▸ **Problem to solve**: Please report how many lines in the records below contain the word "like", giving only that number.
┄┄┄┄┄┄┄┄┄┄┄┄┄┄┄┄┄┄┄┄
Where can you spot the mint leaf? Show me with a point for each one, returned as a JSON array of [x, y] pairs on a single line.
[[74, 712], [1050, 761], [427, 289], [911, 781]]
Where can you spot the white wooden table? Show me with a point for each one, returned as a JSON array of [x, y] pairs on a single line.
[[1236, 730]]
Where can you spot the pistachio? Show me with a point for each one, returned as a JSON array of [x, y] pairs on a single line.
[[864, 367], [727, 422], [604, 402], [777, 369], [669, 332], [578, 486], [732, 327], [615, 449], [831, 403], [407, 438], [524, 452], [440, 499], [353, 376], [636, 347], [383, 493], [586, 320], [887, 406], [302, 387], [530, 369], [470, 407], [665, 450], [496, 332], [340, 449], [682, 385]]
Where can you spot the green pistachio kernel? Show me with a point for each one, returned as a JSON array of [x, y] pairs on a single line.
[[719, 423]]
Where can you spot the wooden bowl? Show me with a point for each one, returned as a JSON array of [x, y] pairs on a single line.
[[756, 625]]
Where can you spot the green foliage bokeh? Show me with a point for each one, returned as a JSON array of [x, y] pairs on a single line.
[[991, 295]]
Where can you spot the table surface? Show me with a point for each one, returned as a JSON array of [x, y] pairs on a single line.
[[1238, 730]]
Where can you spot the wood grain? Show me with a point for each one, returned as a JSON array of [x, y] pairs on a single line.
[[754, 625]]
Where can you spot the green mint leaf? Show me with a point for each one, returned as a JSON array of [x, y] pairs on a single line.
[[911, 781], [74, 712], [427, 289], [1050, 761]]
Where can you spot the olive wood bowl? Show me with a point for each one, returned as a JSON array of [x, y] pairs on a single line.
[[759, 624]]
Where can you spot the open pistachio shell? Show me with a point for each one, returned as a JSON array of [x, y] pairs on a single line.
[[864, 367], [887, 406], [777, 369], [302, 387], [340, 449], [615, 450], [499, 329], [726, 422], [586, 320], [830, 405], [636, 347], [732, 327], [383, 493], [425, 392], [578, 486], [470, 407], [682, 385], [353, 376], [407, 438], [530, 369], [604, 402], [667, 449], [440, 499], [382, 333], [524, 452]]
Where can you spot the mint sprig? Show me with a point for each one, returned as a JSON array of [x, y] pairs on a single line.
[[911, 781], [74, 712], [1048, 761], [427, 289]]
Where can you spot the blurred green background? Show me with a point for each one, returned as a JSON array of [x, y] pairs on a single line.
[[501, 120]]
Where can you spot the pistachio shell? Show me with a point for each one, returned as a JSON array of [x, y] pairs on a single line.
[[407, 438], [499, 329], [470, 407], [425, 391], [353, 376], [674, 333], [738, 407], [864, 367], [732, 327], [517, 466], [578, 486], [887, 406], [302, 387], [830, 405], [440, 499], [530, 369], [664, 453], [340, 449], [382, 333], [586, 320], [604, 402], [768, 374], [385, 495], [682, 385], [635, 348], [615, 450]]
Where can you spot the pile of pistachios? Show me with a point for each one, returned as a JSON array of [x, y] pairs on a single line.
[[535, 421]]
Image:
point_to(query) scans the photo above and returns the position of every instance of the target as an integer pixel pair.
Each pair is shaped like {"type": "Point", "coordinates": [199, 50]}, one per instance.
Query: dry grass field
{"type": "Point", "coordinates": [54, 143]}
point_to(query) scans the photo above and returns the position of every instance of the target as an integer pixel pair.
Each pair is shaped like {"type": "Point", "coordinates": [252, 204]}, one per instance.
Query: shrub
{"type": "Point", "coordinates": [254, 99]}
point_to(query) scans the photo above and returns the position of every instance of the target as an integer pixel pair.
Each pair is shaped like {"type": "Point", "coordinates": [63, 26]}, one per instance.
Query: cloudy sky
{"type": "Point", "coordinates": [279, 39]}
┄┄┄┄┄┄┄┄┄┄┄┄┄┄┄┄┄┄┄┄
▸ **Solution to the problem**: 3